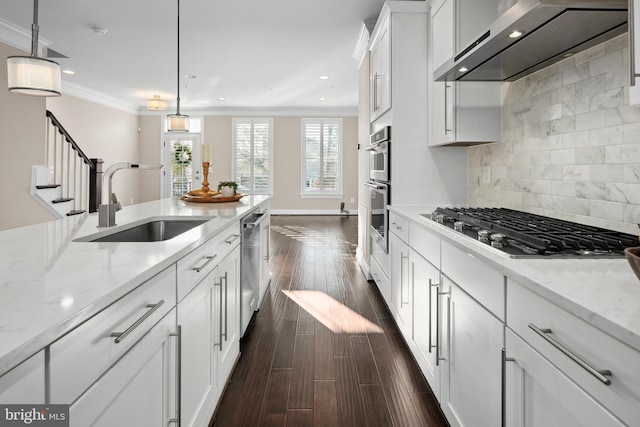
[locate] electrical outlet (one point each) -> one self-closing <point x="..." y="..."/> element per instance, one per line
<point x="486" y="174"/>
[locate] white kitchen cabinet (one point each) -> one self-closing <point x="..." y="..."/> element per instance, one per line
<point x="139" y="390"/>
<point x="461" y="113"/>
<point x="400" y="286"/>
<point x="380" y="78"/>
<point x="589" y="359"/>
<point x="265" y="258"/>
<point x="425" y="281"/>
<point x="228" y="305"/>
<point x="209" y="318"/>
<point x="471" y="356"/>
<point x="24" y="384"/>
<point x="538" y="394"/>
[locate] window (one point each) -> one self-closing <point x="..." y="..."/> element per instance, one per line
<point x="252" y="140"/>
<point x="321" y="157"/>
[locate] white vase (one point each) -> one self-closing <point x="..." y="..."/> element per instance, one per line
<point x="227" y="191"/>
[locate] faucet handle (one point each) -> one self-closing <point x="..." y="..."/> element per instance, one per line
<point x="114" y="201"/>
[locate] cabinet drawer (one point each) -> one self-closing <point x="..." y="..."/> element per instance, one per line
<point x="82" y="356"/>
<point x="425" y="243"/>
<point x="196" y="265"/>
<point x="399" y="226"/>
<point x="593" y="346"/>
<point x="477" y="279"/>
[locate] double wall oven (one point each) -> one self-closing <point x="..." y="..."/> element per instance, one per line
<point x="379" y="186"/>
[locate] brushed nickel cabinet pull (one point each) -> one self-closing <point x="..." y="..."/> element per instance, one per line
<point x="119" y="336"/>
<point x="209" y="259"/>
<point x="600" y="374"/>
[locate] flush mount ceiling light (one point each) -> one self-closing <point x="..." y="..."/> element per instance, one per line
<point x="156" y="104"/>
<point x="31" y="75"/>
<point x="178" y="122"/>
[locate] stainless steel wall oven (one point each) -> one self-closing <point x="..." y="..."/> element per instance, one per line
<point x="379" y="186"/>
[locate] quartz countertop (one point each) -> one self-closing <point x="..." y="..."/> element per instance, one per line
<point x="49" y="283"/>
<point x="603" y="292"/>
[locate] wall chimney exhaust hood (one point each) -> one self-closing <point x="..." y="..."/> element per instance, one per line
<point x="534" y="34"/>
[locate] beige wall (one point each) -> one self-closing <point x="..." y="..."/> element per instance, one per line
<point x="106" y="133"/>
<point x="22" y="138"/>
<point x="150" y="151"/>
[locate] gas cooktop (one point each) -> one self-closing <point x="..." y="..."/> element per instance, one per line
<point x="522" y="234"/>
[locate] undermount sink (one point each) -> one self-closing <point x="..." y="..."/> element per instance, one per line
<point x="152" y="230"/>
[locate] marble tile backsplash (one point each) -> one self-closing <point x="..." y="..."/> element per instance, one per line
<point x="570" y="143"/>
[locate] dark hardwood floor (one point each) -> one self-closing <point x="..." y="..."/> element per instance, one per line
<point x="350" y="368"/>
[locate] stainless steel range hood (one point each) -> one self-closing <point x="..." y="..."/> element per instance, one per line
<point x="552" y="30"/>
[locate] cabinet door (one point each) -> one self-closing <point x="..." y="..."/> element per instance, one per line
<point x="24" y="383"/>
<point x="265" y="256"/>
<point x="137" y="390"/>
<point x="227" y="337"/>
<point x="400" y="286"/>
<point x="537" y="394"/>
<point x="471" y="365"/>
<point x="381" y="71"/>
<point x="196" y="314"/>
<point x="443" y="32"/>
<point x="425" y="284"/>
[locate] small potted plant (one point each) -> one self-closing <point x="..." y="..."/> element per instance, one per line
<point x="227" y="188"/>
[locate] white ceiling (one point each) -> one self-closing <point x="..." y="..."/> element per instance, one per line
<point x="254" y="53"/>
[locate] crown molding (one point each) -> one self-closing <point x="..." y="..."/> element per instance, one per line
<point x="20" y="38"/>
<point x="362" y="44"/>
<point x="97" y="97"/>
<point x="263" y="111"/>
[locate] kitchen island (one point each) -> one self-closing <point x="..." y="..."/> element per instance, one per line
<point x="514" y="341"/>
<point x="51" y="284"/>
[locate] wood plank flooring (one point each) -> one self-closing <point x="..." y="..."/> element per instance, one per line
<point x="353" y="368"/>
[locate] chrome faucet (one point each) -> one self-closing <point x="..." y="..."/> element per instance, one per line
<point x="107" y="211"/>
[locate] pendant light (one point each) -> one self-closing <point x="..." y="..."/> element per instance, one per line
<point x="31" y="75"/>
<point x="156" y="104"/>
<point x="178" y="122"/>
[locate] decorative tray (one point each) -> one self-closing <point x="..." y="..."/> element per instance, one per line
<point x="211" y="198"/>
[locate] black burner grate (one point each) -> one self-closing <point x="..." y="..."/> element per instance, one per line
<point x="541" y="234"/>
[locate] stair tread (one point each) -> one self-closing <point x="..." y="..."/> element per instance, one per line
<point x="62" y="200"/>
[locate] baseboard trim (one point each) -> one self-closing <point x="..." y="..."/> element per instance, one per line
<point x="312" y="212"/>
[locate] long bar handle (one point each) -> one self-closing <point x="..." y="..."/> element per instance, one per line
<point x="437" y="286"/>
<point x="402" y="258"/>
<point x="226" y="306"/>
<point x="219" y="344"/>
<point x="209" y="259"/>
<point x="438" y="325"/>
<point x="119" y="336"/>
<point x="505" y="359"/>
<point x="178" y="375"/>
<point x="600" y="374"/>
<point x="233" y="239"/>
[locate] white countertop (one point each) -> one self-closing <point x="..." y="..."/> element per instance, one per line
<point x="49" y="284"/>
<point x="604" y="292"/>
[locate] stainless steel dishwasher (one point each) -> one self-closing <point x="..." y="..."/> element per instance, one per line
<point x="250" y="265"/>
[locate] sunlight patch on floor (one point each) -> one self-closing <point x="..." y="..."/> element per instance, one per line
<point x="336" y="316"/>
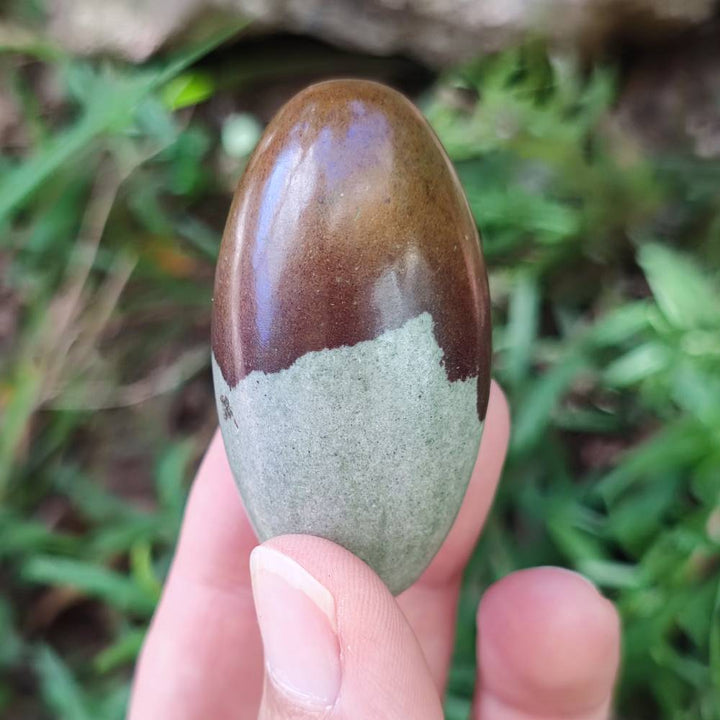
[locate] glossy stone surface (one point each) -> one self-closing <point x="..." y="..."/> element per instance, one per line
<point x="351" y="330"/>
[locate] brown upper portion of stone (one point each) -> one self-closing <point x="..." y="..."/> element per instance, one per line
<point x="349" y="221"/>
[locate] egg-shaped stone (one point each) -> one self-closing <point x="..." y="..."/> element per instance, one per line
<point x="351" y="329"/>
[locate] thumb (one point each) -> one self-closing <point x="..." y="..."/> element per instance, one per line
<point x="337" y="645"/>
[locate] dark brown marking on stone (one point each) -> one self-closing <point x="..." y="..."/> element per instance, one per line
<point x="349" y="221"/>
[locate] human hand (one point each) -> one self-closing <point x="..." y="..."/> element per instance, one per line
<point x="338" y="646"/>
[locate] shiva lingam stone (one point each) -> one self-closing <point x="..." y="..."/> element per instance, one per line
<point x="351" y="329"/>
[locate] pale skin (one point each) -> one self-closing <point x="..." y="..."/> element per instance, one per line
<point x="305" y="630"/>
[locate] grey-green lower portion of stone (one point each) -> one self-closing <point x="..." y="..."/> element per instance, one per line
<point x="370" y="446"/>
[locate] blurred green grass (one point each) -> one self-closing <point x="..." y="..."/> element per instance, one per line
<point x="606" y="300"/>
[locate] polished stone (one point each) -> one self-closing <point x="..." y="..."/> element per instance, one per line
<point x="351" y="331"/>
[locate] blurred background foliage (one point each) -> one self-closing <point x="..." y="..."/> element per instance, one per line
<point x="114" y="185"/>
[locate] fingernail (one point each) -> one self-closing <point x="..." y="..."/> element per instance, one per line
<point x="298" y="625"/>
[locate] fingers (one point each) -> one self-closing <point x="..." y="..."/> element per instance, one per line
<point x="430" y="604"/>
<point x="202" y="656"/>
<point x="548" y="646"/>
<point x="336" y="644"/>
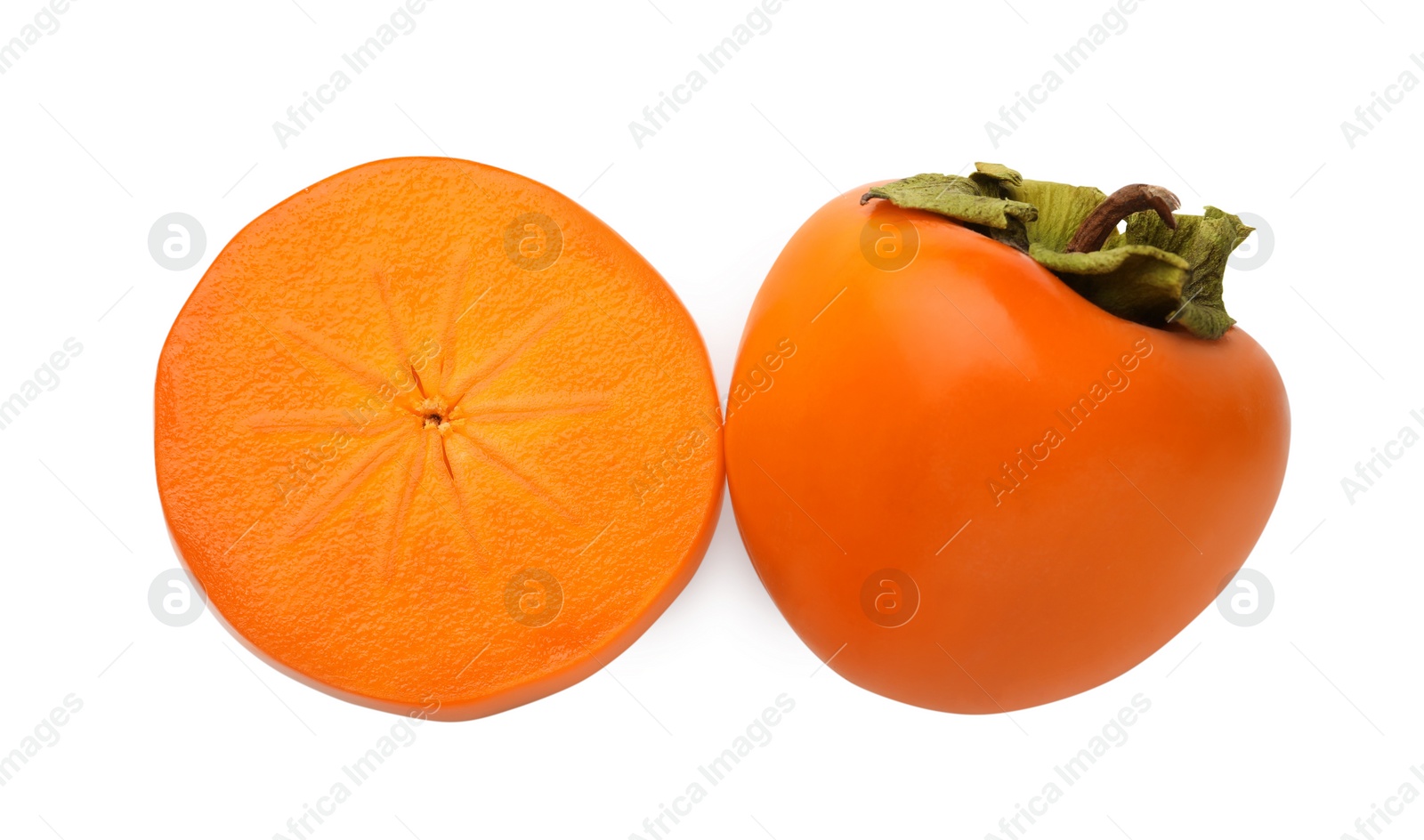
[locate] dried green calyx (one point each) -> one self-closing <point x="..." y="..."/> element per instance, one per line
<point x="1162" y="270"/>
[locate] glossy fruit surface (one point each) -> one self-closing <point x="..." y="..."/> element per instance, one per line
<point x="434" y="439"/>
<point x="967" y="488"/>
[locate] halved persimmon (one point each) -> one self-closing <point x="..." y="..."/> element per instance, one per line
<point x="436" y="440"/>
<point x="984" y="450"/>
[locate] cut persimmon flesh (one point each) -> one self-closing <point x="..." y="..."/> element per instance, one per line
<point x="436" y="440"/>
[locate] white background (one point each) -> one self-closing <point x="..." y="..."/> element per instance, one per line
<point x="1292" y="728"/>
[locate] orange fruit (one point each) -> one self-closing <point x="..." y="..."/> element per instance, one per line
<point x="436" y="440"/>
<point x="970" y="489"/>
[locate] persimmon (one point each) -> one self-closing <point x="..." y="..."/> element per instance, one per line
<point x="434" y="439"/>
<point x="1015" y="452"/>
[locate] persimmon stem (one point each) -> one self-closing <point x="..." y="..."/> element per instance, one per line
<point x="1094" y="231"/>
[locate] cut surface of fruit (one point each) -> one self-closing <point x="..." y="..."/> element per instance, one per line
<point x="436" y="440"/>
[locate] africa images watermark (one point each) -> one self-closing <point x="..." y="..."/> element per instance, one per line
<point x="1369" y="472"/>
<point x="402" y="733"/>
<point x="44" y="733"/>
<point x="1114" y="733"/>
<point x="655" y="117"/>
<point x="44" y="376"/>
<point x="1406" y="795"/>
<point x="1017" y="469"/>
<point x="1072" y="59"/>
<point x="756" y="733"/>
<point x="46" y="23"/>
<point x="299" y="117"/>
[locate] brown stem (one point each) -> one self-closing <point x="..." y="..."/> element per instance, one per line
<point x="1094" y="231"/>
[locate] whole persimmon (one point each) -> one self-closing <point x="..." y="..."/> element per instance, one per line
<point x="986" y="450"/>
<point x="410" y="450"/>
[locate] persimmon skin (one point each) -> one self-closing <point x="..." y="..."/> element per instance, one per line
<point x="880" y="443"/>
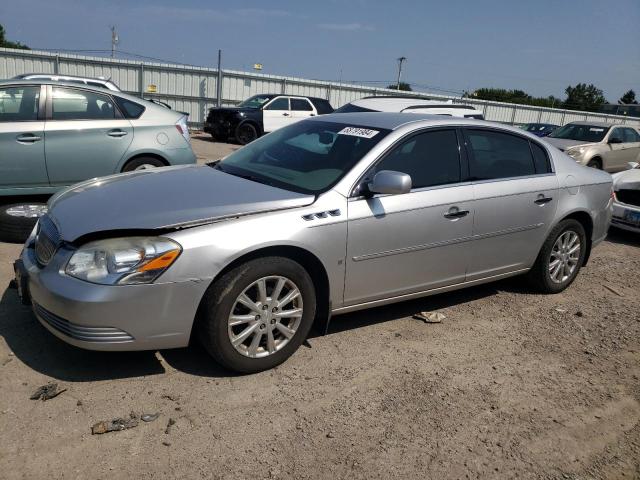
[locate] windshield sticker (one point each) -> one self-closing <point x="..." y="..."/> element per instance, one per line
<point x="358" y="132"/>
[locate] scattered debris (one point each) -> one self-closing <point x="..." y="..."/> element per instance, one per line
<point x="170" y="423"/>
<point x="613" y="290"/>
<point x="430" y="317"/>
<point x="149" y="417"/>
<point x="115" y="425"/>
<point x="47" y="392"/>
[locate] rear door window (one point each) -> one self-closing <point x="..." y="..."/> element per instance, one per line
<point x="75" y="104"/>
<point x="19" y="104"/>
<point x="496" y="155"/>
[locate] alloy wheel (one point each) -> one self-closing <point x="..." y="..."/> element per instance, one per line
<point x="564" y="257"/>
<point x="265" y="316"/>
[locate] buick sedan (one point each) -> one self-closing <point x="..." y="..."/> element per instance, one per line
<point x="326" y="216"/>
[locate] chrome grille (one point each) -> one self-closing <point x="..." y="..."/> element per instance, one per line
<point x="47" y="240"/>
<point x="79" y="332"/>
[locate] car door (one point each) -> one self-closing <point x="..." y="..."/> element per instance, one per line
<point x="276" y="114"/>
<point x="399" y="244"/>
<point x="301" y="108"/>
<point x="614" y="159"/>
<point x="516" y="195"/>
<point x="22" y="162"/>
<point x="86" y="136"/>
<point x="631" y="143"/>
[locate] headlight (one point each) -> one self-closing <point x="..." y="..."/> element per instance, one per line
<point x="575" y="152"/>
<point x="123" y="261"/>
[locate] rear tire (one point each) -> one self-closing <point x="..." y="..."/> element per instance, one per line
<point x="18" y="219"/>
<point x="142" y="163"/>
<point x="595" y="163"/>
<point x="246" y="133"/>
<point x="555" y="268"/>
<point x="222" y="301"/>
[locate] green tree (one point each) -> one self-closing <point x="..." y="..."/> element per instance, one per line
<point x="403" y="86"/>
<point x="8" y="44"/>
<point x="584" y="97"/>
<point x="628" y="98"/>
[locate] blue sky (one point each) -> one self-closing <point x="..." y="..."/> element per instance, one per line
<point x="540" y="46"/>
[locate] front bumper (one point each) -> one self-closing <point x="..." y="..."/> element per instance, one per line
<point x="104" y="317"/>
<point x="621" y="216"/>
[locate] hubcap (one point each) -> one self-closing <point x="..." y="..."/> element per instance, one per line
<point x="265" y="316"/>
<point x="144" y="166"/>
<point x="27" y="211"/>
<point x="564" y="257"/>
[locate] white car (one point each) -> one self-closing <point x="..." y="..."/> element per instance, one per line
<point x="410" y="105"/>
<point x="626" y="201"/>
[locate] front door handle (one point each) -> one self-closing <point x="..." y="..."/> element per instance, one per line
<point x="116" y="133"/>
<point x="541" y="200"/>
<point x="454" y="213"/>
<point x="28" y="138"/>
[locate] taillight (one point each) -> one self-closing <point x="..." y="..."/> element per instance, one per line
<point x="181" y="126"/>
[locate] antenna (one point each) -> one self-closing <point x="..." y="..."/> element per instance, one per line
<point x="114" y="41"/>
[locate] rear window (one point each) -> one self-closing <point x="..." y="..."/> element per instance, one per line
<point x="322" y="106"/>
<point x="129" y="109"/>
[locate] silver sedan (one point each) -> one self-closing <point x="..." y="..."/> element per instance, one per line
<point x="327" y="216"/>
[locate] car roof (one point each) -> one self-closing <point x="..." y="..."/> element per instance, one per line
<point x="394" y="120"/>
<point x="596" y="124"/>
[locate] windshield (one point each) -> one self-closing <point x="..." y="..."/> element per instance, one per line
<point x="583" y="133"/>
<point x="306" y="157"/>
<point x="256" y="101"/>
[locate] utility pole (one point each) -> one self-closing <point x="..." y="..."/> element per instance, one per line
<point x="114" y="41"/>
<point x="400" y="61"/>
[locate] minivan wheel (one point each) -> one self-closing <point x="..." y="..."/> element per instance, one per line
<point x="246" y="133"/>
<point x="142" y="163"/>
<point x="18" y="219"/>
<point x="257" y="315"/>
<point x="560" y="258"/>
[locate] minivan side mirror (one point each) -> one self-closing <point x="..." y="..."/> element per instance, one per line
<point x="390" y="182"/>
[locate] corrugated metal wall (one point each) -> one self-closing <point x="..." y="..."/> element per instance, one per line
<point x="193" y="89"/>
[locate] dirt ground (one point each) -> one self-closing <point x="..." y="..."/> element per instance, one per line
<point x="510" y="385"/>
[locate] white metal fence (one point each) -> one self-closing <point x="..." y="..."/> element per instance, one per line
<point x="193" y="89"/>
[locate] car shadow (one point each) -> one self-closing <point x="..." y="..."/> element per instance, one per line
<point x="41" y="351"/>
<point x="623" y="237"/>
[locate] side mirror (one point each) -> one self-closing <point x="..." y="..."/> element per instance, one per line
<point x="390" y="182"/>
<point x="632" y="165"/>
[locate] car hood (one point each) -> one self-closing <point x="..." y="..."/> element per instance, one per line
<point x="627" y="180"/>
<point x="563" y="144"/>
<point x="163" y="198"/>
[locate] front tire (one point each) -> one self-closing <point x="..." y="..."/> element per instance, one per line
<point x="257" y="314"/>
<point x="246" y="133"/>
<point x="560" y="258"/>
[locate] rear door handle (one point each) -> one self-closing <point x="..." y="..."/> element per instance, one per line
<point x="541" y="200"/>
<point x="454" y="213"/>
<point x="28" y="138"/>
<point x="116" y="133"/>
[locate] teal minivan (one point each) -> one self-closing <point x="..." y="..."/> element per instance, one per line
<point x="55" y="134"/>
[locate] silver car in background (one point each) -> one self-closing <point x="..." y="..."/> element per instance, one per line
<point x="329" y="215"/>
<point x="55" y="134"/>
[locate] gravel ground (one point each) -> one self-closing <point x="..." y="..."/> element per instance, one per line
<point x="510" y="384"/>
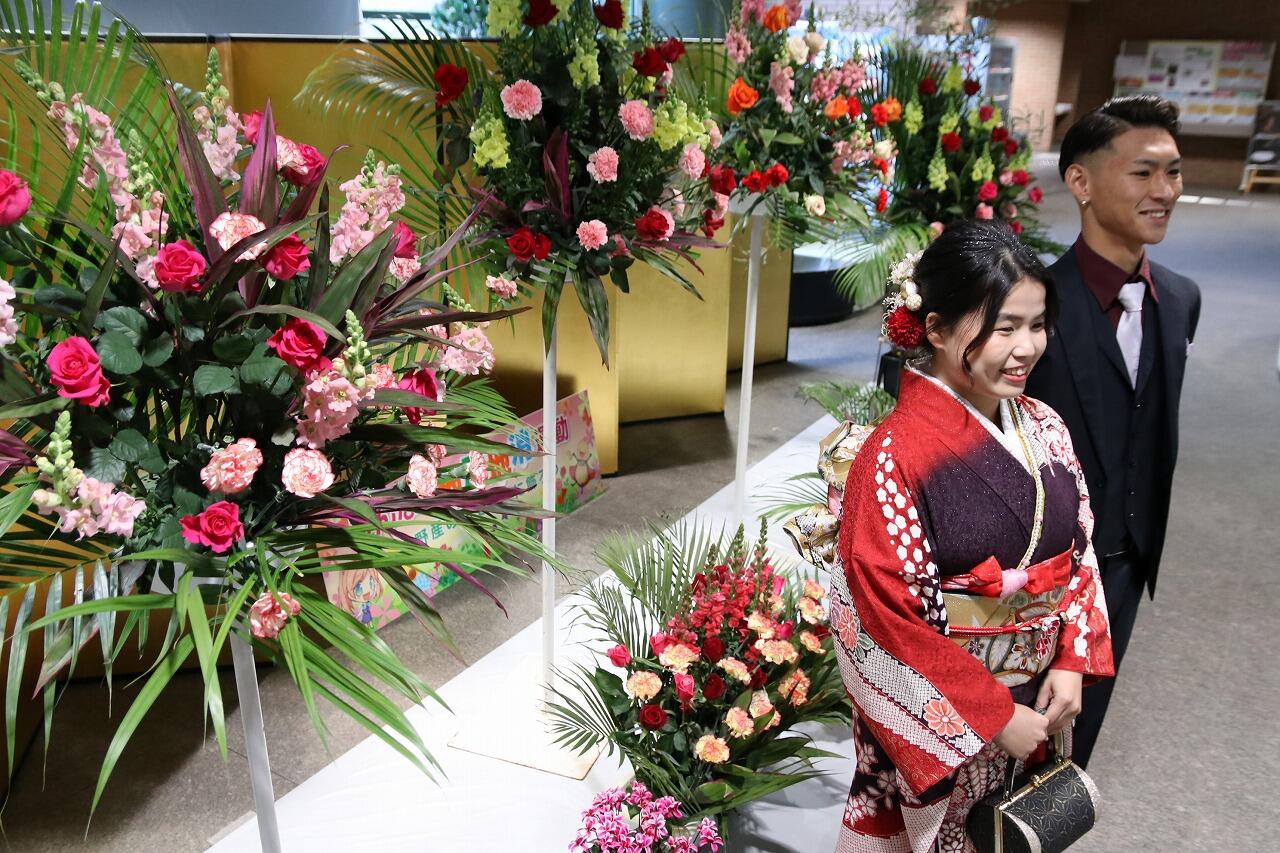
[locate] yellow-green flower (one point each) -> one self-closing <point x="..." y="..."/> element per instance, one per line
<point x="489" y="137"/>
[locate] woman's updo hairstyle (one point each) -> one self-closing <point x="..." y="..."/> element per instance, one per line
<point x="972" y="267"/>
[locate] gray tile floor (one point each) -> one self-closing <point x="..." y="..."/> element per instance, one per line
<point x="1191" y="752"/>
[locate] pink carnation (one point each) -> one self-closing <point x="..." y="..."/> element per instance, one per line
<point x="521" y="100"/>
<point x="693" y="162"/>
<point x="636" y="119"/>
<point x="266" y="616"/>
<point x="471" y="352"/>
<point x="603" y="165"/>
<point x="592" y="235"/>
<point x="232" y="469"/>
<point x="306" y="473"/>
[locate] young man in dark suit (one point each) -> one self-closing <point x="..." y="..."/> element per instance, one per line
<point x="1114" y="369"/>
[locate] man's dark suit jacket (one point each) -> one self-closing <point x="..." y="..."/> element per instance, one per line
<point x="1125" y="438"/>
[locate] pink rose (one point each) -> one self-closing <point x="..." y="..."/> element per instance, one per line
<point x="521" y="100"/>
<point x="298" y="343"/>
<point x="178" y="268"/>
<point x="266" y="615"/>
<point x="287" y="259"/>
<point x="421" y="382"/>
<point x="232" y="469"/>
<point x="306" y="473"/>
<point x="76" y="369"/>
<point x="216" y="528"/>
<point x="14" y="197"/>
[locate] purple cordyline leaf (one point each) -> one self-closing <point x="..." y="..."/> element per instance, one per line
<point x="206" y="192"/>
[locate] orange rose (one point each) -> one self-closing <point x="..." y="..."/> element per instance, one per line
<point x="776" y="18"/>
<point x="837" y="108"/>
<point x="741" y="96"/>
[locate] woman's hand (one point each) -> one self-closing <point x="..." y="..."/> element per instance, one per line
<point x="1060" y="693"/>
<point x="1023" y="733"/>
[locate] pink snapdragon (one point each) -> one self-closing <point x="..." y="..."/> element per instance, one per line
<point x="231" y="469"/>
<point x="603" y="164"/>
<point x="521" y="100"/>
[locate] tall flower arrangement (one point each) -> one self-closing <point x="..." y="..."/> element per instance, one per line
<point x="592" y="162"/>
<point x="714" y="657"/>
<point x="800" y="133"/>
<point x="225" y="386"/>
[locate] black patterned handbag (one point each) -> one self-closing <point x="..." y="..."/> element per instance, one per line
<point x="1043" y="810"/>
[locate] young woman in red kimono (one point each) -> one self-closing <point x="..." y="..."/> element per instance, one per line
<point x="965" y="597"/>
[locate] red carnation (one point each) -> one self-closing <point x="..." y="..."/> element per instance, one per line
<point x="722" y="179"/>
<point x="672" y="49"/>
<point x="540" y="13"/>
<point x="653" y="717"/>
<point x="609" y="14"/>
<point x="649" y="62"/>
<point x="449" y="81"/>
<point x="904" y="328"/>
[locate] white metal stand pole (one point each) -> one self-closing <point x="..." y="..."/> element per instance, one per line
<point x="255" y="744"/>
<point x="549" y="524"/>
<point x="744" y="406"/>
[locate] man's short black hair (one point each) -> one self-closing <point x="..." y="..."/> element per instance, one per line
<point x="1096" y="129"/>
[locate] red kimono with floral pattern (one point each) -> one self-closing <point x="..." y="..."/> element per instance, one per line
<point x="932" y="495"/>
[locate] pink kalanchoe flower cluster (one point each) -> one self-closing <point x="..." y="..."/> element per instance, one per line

## Work item
Repeat, exactly, every line from the one containing "[locate] red kimono" through the final line of the listing above, adding nothing.

## Solution for this problem
[locate] red kimono with floral pattern (one point each) -> one self-closing <point x="..." y="..."/> element per instance, one per line
<point x="932" y="495"/>
[locate] pink kalanchoe flower cluster (one point each) -> one self-closing <point x="..." y="..."/> element per instance, one per line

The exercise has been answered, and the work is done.